Sección del texto:
+===+
(la foto muestra mi lema: «irreverentes, pero irreprochables»)
Una de Bloomsbury: la palabra es ‘cambio’.
Me recuerda esta situación a aquella que marcaba ya los prolegómenos de la victoria socialista con Felipe González en 1982: la palabra mágica, entonces, era ‘cambio’. Un ambiente de cierta asfixia, un deterioro político y económico de consideración y un partido gobernante en estampida señalaban la inevitabilidad de un giro de importancia en el timón del Gobierno. Una nueva era, con toda la esperanza y todos los temores que conlleva, estaba a punto de llegar. Ahora, el término –no sé si también el concepto—‘cambio’ está de nuevo en todas las bocas, incluso en aquellas que lo que tratan precisamente es de que nada se mueva.
Asistí este jueves a la conferencia que la portavoz del grupo popular en el Congreso, Soraya Sáenz de Santamaría, dio en uno de esos foros multitudinarios, llenos de correligionarios, empresarios de postín y periodistas de toda laya. Y, claro, el leitmotiv de la por otra parte bien estructurada intervención de la señora Sáenz de Santamaría, previamente presentada por Rajoy, fue precisamente ese: el cambio. La renovación inevitable, de la que hoy están hablando tan profusamente los sindicatos tras la agridulce victoria-derrota de su huelga. Y también el Gobierno, que se ha dado cuenta de que tiene al menos que escenificar que ha entendido los mensajes que le envía la calle. Y los medios de comunicación, las instituciones y, por supuesto, la opinión pública.
+===+
Datos de origen:
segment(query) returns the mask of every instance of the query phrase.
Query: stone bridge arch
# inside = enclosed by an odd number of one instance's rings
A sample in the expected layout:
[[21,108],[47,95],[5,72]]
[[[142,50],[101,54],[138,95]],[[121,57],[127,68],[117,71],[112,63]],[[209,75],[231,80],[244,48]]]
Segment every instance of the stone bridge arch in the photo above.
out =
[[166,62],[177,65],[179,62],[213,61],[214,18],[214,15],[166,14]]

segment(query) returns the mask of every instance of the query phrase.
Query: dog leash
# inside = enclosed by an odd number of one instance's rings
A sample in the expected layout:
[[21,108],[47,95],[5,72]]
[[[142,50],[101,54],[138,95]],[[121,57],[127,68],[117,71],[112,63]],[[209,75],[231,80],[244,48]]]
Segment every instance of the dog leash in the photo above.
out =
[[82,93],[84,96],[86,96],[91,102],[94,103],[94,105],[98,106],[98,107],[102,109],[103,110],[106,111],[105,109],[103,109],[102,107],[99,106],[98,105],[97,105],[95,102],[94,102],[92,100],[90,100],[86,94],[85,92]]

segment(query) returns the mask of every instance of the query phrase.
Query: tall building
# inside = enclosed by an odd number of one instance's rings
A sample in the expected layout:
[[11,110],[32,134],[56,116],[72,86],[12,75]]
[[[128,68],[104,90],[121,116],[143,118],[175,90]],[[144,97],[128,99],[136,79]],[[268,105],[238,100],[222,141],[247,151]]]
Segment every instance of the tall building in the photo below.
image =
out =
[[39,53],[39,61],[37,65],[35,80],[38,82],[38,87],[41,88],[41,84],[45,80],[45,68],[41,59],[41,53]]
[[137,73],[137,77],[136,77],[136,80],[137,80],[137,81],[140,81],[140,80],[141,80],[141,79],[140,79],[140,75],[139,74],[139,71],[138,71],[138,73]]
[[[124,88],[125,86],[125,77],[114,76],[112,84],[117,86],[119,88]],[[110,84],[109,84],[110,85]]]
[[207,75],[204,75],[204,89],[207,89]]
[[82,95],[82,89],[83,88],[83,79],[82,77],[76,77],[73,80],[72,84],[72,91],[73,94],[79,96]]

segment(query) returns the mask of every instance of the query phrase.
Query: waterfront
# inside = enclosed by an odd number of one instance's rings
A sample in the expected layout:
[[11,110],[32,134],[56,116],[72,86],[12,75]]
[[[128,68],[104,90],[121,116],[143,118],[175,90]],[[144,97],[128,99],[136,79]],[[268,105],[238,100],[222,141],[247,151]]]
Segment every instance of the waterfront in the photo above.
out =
+===+
Objetivo de la tarea:
Según la sección del texto, ¿quién presentó a Soraya Sáenz de Santamaría antes de su intervención?

Respuesta al ejercicio:
La presentó Rajoy.